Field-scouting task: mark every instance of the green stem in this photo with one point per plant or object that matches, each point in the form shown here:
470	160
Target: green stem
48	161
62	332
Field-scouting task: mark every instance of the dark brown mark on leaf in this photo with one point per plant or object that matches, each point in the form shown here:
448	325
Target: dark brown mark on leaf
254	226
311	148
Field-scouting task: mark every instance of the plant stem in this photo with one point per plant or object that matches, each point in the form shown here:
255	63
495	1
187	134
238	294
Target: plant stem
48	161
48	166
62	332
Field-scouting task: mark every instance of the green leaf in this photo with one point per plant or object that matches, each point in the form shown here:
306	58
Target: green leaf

■ ■ ■ ■

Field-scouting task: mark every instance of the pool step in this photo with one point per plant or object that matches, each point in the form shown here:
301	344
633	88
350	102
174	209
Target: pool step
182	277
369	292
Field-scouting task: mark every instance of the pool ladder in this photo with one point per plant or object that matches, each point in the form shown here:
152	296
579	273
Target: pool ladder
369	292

■ ■ ■ ■

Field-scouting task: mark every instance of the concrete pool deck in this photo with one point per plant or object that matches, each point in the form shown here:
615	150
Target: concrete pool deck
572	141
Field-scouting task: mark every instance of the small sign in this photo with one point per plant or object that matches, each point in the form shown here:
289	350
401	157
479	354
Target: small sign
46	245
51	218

■ ■ ■ ■

TASK TO CARRY OUT ->
Please update the rows between the line holding "Field-scouting task: mark every instance of the green stem" and the line holding "Target: green leaf", inclusive, changing "Field-scouting" to "Crop-scouting" and keeping everything else the same.

ANSWER FOR THE TASK ->
Crop-scouting task: mark every instance of the green stem in this photo with one point per plant or object that matches, each point in the form shown here:
470	160
Target: green stem
48	161
62	332
Crop-scouting task: mark every instance of the dark brown mark on leaf in this photo with one point per plant or object that matches, each point in the form shown here:
448	325
Target: dark brown mark on leaf
254	226
311	148
Crop-scouting task: mark every instance of the plant stem in this photo with one point per plant or object that matches, each point in the form shown here:
255	63
495	1
187	134
238	294
Target: plant stem
48	161
48	166
62	332
Crop-scouting task: mark every instance of the green leaf in this photo with one point per plant or object that matches, each point in the form shown here:
306	58
Target: green leaf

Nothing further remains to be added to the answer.